Object detection data:
_ _ _ _
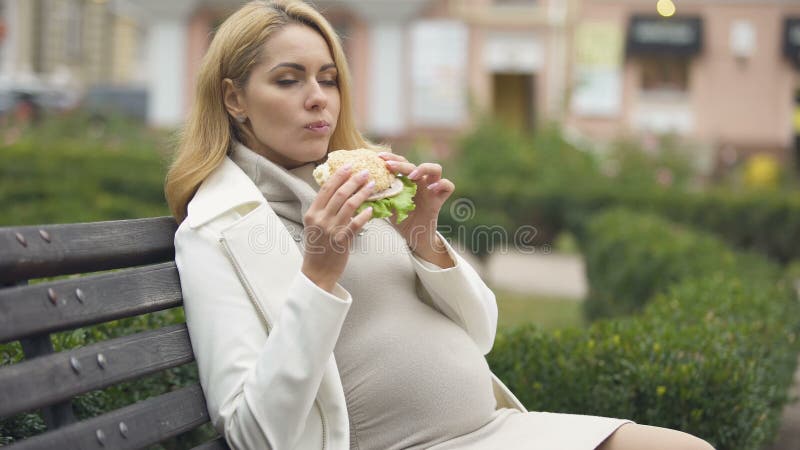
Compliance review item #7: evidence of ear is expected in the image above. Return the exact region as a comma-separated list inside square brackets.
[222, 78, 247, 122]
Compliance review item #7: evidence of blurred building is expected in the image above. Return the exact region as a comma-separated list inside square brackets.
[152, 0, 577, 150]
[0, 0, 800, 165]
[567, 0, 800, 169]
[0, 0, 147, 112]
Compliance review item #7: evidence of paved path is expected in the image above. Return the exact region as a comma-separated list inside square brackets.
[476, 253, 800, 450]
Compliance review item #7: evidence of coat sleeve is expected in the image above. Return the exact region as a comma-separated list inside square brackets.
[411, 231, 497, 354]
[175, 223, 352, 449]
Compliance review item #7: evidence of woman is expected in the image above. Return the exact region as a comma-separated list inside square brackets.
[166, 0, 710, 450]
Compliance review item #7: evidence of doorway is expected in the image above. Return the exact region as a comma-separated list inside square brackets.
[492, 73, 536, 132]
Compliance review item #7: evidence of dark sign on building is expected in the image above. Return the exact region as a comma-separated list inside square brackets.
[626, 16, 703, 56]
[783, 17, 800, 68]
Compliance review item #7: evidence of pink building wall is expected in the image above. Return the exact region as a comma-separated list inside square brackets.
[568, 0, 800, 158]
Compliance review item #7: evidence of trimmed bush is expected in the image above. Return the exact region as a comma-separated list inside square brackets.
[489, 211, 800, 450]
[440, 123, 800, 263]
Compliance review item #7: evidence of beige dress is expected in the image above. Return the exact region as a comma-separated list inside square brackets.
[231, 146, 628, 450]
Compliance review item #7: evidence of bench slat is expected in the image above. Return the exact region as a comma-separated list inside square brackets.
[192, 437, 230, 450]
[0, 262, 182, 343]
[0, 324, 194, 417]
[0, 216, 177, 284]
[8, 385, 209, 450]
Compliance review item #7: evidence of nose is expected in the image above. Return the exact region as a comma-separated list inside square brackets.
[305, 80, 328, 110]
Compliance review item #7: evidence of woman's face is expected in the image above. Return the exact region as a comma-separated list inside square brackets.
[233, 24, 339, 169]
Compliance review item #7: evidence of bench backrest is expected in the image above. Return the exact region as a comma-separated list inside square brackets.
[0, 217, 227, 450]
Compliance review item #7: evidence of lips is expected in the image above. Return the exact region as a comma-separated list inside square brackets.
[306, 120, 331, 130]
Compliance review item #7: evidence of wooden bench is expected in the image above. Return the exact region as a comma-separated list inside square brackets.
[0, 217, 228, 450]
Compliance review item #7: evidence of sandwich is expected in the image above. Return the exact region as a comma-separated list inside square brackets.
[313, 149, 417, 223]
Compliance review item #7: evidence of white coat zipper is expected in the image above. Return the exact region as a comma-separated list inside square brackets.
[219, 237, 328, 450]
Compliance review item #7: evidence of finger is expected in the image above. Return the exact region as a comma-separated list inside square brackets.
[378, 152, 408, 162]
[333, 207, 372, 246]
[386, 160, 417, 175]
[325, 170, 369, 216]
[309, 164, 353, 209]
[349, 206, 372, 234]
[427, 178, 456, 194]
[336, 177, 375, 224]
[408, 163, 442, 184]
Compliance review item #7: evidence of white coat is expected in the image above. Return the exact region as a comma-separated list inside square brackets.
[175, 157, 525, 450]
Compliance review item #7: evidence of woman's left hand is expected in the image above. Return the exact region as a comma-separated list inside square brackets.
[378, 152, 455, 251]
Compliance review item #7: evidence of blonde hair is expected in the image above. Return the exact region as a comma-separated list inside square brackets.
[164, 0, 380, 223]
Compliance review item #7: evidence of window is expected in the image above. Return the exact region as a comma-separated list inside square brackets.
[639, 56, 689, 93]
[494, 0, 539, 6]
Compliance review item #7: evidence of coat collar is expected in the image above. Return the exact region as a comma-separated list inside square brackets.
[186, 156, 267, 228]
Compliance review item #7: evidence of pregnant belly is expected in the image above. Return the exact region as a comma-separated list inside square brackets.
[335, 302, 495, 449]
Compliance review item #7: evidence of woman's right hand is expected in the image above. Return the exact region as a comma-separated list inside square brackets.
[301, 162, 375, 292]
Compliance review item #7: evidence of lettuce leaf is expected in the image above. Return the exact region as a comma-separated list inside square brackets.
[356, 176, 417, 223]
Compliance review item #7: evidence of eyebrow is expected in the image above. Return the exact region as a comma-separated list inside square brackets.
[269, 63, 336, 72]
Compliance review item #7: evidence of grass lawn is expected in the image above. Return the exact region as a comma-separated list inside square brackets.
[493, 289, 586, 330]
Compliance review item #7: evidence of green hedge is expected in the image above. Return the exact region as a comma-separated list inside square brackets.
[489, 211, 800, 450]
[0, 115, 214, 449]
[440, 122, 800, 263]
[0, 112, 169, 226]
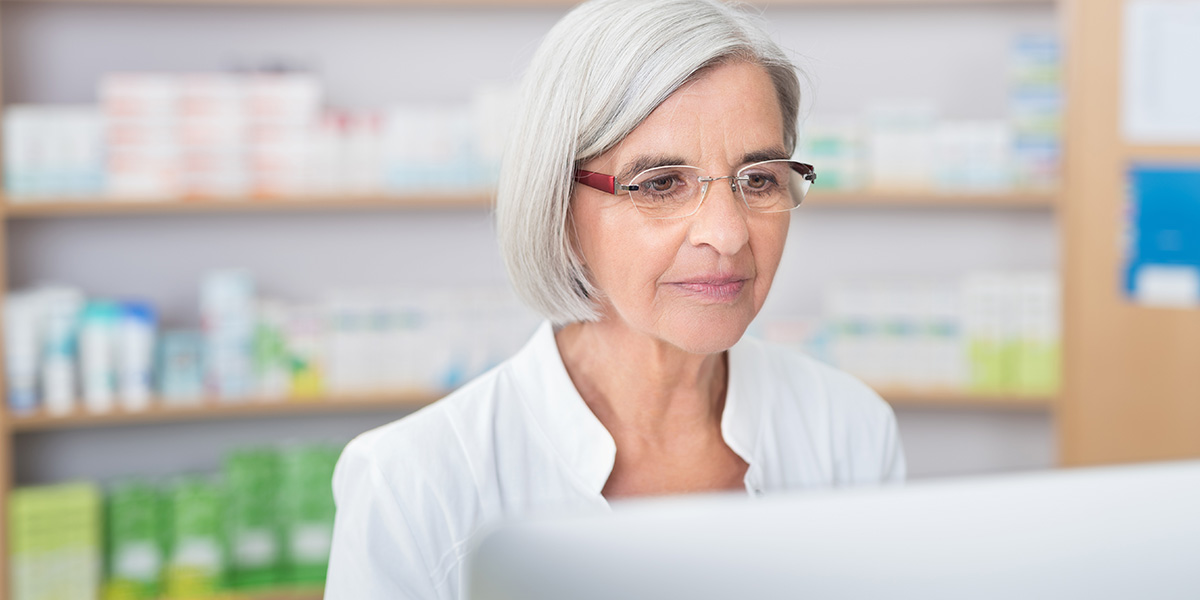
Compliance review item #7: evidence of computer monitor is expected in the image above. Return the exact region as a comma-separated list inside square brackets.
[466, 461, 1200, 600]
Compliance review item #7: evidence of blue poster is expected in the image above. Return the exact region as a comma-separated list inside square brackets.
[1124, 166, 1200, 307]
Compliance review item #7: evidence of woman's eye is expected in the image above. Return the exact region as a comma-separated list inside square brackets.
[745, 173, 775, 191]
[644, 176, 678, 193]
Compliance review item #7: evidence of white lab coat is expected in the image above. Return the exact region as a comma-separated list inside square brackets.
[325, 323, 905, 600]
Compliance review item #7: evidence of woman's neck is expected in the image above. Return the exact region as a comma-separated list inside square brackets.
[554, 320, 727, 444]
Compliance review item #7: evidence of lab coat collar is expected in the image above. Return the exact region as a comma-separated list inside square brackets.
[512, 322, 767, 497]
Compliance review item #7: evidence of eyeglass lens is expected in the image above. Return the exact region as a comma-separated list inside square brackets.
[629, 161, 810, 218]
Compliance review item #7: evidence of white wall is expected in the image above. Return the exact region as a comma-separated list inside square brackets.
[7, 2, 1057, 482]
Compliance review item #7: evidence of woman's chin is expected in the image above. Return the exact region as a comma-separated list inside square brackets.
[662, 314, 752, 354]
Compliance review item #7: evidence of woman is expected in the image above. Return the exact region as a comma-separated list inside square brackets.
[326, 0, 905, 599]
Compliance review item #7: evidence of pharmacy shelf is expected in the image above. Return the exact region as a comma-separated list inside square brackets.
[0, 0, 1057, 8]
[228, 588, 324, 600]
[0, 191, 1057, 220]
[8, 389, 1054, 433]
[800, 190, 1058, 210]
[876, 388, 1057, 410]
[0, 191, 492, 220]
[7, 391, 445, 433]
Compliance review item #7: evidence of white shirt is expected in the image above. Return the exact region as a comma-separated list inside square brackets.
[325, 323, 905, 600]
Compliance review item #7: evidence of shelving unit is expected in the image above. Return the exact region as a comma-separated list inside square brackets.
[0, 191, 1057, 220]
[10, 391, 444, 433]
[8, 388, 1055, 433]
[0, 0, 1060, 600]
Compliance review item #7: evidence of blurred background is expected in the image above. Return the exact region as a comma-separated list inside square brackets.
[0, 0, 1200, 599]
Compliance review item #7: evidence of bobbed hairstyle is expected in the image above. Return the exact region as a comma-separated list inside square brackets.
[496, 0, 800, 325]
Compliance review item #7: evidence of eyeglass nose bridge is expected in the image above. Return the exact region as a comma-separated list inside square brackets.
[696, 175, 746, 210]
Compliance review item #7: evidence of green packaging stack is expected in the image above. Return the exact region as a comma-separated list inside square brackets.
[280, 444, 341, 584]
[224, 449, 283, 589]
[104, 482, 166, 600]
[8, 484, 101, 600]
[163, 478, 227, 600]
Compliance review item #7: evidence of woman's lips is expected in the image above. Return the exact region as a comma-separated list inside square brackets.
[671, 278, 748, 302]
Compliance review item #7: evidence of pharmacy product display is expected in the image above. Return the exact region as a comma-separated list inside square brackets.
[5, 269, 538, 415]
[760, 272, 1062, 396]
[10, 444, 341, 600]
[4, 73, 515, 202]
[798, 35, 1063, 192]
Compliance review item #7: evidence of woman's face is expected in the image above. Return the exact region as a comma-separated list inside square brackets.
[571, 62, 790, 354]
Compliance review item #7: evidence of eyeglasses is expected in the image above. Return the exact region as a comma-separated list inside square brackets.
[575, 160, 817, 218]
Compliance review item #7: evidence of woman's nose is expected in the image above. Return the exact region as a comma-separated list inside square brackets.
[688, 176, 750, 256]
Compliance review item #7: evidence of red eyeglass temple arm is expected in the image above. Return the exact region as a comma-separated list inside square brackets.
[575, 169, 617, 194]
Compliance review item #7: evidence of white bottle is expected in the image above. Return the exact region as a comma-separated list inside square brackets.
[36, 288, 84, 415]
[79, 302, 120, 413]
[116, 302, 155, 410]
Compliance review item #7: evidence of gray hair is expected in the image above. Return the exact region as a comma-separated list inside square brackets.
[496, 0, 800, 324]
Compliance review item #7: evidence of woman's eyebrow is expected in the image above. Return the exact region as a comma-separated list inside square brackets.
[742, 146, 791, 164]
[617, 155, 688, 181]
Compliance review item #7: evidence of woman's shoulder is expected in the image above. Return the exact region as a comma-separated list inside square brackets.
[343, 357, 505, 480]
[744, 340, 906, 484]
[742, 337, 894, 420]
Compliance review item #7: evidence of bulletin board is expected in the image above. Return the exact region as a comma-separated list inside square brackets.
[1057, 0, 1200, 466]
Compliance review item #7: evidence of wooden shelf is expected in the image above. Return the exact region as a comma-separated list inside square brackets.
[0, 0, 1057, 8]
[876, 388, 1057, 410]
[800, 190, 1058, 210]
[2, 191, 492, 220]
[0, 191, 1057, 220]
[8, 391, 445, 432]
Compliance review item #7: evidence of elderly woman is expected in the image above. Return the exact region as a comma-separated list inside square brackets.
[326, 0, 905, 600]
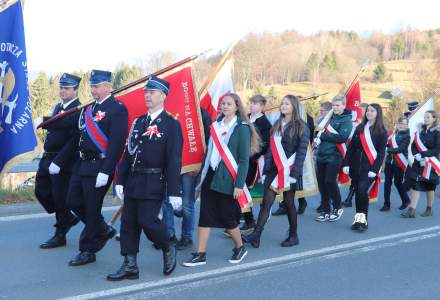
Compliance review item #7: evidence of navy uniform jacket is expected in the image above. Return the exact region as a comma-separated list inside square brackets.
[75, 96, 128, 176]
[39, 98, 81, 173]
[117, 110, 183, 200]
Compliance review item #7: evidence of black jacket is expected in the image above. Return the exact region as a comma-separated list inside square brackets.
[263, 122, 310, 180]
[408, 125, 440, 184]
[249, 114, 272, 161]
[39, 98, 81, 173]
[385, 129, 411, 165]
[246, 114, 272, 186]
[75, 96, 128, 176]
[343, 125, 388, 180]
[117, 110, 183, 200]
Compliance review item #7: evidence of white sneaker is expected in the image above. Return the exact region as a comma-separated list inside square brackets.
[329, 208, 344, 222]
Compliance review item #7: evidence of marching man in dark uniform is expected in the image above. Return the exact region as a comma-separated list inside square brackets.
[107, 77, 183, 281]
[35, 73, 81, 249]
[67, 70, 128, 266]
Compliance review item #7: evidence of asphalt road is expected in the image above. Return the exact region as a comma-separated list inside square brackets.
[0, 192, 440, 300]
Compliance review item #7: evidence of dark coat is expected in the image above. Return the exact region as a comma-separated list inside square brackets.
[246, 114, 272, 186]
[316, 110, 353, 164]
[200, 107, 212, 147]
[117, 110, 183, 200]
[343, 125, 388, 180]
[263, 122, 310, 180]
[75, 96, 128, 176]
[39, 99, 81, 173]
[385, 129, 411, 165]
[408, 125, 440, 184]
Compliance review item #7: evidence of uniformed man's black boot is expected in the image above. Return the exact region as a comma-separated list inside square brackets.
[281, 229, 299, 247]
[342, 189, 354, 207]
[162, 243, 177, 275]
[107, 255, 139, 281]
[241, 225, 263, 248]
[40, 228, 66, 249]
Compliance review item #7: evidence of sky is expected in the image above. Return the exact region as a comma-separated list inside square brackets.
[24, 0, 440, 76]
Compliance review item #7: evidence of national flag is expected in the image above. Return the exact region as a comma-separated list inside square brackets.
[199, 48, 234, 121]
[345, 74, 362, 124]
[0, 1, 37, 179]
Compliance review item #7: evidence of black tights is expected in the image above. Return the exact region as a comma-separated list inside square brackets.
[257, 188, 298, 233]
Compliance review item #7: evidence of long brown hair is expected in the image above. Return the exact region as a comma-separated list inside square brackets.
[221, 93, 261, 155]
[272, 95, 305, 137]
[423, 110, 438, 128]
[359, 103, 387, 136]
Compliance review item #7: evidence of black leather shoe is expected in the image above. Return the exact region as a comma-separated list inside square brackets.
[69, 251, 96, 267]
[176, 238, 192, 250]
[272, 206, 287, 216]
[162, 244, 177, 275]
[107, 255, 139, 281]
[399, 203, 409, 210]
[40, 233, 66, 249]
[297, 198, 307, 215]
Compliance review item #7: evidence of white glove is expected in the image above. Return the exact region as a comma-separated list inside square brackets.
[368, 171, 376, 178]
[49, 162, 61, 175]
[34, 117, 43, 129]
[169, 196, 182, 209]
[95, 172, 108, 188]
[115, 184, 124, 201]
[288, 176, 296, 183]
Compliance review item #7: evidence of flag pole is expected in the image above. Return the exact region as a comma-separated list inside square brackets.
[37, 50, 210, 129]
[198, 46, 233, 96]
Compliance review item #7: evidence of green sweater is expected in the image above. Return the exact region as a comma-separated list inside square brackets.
_ _ _ _
Rewrite the listing between the lines holding "Compliance review item #7: evidence of pregnant" and "[335, 302, 495, 449]", inclusive, keeping the requests in place and multiplying every bounding box coordinate in the answers by 2.3, rounding to whole numbers with halves going up. Give only those lines.

Task response
Compliance review item #7: evidence of pregnant belly is expected in the image above. Return the exact region as a comma-separated list inside square brackets.
[771, 695, 1139, 1033]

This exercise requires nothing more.